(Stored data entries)
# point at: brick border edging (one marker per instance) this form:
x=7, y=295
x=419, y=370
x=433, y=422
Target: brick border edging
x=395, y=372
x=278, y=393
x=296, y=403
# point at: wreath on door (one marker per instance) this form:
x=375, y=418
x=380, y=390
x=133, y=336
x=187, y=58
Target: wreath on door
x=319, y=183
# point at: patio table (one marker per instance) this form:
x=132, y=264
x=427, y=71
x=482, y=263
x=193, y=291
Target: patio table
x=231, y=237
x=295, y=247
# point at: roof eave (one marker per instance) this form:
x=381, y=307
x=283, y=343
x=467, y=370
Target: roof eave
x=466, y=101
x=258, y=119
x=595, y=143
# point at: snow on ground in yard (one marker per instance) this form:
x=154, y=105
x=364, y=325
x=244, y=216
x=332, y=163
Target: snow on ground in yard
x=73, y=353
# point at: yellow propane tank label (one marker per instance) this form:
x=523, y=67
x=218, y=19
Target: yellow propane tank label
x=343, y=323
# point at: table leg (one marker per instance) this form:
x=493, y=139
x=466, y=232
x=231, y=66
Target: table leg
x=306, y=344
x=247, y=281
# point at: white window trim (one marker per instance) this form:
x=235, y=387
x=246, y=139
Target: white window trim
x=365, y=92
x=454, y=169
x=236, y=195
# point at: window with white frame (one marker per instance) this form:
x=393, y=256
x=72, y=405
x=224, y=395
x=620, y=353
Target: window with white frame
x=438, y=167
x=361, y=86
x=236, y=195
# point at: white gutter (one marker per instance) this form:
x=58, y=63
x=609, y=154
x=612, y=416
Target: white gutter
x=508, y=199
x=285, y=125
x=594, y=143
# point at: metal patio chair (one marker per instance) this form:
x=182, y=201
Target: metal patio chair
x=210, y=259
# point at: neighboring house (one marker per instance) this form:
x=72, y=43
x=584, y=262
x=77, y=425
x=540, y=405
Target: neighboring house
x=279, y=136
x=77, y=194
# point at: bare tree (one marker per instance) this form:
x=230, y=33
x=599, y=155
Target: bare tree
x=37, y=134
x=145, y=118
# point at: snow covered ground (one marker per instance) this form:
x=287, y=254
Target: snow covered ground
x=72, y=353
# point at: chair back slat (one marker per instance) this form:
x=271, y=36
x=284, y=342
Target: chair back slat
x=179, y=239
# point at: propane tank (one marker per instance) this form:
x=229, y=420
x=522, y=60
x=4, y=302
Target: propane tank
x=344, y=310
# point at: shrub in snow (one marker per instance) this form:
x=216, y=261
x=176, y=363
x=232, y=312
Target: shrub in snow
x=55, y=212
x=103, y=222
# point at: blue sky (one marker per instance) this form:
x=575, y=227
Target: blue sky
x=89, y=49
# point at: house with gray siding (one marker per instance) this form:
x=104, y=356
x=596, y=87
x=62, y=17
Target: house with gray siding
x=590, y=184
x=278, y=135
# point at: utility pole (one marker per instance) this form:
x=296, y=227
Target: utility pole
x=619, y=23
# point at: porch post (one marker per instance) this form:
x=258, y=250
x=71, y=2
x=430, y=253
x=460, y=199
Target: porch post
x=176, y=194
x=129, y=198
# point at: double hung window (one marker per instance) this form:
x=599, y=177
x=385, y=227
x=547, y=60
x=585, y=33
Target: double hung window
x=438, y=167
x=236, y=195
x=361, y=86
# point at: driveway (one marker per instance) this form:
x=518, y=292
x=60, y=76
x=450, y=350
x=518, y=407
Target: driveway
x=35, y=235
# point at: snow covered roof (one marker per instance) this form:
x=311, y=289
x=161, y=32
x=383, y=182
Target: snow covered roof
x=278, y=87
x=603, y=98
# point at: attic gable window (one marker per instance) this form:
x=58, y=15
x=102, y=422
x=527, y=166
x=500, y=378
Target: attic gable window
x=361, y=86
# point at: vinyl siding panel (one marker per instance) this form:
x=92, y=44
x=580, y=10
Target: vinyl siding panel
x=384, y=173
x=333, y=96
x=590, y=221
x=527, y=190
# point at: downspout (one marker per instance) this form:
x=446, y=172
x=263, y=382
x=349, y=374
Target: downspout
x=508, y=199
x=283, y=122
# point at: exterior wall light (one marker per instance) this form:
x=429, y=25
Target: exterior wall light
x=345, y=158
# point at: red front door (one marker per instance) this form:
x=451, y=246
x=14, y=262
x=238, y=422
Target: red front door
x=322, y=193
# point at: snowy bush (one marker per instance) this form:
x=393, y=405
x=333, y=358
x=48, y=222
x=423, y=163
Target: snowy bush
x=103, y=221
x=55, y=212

==

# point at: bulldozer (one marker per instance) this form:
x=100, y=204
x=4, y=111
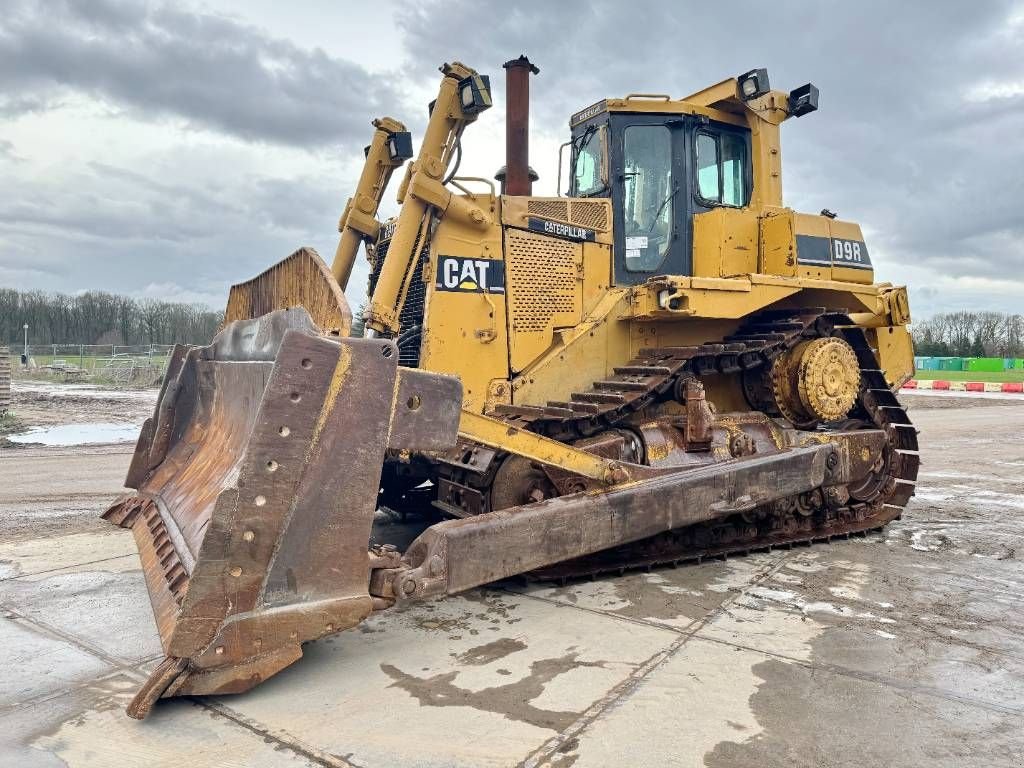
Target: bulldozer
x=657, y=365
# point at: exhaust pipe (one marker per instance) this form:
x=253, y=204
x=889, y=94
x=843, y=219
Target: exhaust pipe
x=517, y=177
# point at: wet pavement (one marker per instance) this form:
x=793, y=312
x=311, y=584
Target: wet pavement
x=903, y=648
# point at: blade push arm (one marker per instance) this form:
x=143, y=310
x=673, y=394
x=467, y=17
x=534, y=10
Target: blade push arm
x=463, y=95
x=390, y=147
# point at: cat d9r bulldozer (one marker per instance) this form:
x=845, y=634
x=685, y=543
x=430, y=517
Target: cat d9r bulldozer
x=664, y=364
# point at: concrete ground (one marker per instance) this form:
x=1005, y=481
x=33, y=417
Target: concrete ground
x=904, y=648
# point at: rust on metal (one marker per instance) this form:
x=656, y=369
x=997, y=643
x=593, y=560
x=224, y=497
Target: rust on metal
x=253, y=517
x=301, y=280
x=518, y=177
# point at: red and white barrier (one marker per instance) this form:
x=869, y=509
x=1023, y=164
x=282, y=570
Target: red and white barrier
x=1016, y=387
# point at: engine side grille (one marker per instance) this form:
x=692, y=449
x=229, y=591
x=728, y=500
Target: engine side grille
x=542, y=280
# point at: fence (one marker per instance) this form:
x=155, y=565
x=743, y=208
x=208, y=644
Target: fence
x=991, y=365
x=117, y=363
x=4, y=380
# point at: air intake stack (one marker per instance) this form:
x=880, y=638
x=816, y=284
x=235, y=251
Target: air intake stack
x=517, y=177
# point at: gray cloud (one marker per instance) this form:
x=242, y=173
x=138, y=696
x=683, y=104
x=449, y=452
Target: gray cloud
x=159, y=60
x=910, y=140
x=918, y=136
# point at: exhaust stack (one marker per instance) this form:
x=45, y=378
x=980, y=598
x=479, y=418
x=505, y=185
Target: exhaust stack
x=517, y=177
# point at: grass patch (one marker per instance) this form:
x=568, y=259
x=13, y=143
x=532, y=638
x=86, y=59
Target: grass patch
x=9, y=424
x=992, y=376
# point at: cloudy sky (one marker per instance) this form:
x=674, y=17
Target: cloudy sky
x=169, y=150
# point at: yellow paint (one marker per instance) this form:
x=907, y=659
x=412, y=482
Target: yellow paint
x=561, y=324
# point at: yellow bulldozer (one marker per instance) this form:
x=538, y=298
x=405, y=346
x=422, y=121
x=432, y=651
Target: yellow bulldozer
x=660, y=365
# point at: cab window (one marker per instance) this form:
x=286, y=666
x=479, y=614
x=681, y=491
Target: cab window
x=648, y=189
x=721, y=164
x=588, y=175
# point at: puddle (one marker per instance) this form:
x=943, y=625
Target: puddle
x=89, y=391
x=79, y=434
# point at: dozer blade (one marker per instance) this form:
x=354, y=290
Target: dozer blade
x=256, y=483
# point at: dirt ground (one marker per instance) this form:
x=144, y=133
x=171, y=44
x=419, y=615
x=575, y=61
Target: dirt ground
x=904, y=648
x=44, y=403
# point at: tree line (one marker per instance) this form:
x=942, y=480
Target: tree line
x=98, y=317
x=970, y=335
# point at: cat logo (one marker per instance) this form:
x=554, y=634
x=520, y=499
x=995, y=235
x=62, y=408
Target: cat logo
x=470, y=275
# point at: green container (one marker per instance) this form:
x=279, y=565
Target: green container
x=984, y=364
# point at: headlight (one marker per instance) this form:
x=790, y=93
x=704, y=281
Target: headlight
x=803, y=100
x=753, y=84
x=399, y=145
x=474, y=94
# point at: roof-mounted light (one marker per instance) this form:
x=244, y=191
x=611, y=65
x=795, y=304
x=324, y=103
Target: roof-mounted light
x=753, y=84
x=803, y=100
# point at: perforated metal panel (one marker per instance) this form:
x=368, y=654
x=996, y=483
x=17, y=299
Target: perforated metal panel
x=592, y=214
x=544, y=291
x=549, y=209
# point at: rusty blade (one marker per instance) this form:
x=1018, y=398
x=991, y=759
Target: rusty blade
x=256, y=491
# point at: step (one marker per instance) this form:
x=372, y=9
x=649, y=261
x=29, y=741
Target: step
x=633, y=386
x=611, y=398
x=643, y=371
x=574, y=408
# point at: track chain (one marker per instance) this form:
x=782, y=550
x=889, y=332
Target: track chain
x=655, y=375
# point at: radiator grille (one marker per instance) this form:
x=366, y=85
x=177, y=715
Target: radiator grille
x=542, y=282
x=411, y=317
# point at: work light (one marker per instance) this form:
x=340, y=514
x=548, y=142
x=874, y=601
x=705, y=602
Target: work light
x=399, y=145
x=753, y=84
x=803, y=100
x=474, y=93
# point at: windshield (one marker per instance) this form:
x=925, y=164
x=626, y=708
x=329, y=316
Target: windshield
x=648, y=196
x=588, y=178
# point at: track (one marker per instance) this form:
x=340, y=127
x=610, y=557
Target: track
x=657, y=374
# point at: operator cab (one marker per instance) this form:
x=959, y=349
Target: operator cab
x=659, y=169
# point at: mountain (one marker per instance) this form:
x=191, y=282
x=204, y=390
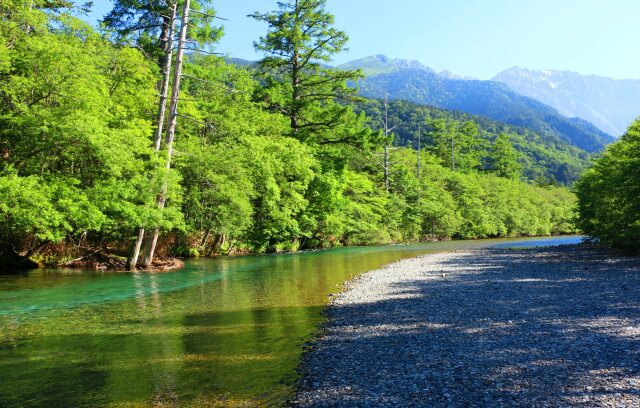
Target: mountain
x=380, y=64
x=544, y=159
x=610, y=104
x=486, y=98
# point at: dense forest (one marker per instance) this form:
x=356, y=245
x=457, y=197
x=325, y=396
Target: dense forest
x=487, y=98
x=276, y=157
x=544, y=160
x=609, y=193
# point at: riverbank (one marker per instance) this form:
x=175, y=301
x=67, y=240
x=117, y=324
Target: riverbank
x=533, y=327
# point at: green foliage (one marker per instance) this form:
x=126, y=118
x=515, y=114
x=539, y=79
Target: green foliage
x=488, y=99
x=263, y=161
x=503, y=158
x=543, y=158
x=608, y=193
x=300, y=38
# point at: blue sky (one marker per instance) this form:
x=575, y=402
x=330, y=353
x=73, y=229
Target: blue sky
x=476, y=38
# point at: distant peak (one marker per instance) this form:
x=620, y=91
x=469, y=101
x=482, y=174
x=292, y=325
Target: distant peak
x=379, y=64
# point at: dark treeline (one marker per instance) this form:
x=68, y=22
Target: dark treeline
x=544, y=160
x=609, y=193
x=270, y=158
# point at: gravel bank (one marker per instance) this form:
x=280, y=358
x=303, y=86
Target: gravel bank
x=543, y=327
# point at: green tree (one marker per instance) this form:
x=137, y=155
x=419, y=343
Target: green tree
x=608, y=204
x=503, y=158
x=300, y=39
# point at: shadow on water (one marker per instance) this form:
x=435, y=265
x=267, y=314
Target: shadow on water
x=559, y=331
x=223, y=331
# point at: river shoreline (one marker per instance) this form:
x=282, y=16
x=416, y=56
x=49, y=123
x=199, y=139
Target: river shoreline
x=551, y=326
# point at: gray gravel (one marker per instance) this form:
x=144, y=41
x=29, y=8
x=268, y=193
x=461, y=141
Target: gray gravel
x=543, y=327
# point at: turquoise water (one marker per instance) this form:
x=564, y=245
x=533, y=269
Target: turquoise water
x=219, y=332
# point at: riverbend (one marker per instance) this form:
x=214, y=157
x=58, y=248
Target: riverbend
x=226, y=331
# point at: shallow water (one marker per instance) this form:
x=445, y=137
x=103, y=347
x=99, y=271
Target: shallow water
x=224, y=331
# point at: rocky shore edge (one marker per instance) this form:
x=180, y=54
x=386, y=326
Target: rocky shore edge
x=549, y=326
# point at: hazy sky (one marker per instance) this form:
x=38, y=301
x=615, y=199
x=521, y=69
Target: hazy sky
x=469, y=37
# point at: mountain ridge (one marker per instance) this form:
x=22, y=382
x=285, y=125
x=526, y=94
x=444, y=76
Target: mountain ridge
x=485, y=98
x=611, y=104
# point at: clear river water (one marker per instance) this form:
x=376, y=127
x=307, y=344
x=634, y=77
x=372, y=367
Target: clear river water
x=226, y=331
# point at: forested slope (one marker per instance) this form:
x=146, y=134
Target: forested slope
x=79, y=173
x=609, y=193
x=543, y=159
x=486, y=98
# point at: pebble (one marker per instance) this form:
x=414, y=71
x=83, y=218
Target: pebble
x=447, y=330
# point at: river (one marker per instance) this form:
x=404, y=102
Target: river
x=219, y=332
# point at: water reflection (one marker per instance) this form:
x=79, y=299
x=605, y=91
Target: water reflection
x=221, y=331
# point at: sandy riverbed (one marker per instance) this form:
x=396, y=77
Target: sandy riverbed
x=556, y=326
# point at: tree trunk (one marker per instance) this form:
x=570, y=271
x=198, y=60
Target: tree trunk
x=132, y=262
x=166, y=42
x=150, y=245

==

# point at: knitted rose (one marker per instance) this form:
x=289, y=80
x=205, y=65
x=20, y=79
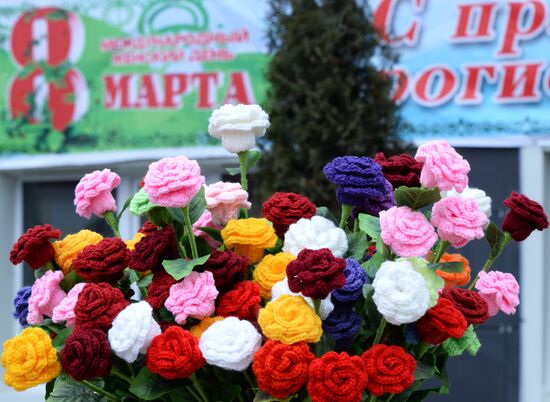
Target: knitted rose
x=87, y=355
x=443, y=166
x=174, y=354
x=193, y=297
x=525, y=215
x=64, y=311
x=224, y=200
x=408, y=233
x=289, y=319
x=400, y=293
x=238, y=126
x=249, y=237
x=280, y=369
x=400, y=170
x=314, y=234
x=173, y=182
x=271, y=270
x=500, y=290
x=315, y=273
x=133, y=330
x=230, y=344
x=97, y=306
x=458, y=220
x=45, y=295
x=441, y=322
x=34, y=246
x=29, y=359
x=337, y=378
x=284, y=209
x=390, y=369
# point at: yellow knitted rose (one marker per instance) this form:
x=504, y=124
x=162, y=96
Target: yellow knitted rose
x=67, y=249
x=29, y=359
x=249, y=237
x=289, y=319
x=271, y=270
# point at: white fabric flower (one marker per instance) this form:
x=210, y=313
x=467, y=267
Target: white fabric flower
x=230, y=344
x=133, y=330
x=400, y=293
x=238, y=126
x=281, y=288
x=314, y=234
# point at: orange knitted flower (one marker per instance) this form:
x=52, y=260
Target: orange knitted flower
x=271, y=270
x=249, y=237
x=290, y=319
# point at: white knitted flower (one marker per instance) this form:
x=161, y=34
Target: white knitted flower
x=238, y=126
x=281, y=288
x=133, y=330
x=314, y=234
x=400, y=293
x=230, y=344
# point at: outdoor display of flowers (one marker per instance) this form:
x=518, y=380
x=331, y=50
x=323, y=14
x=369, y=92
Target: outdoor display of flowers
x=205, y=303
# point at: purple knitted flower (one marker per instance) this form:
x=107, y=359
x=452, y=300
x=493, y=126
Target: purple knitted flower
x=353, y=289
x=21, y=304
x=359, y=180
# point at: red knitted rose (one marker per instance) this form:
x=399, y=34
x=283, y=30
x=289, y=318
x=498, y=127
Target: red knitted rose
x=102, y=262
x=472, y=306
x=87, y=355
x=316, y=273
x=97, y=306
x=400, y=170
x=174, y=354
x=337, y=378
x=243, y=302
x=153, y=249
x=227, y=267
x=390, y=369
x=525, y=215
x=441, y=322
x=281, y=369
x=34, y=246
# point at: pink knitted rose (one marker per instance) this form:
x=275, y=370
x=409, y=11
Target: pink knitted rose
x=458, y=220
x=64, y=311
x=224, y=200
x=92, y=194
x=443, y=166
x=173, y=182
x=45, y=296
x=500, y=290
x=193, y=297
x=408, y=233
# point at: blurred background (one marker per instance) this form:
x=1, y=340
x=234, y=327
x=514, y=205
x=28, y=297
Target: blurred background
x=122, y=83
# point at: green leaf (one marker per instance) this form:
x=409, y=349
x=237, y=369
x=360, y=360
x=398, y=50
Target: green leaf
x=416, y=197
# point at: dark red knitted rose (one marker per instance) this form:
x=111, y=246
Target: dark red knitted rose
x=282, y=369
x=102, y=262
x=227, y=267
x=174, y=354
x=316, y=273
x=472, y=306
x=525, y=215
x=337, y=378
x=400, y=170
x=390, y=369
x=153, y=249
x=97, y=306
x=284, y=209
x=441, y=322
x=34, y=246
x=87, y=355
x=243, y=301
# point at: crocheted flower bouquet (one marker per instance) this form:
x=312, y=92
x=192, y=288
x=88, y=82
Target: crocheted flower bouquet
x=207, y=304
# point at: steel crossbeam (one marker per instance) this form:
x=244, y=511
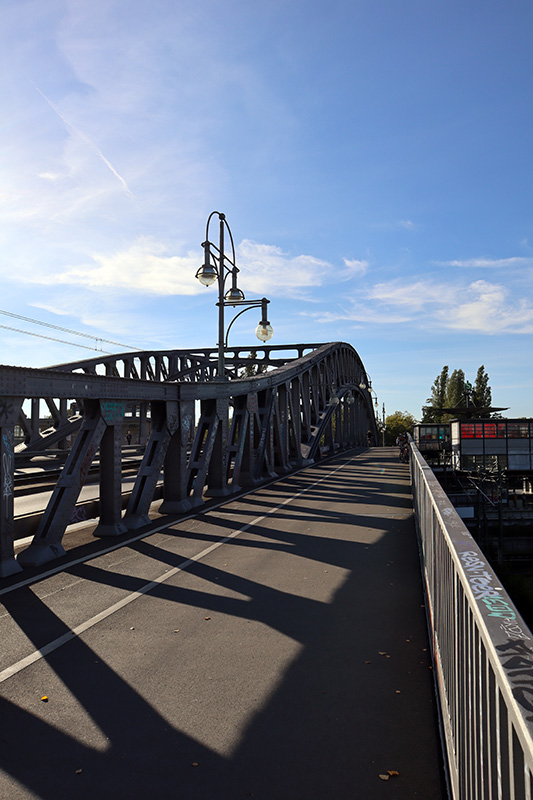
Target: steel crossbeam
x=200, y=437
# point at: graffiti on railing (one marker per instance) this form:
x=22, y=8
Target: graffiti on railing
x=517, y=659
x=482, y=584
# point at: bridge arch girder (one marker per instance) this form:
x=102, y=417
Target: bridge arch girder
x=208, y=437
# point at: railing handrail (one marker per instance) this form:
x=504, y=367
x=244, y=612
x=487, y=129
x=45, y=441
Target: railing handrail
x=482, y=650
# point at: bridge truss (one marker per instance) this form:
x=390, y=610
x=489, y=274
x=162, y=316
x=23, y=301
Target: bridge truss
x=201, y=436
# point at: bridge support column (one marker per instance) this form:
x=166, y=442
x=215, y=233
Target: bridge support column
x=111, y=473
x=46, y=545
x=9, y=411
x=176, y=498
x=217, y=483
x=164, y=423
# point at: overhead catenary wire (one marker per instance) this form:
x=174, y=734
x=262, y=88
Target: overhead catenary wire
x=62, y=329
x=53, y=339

_What to do_.
Retype only the lines above between the line with "Target: yellow bulldozer" and the line with "# point at: green container", counting those two lines as well, and keep every character as it is.

_Worked solution_.
Target: yellow bulldozer
x=660, y=365
# point at: cab window (one marker per instance) this form:
x=286, y=666
x=479, y=614
x=681, y=491
Target: cab window
x=648, y=189
x=721, y=164
x=588, y=175
# point at: puddle (one marker per instance) this form:
x=943, y=625
Target: puddle
x=89, y=391
x=79, y=434
# point at: dozer blade (one marker per instance) this form:
x=354, y=290
Target: dozer blade
x=256, y=483
# point at: dirt ground (one marker per instance) this form:
x=144, y=133
x=171, y=44
x=419, y=615
x=575, y=61
Target: dirt ground
x=904, y=648
x=44, y=403
# point at: tree line (one marker per instance) this form:
x=942, y=480
Target: tree line
x=98, y=317
x=970, y=335
# point at: cat logo (one marker per instance) this form:
x=554, y=634
x=520, y=499
x=995, y=235
x=62, y=408
Target: cat logo
x=470, y=275
# point at: green container (one marker per instance) this form:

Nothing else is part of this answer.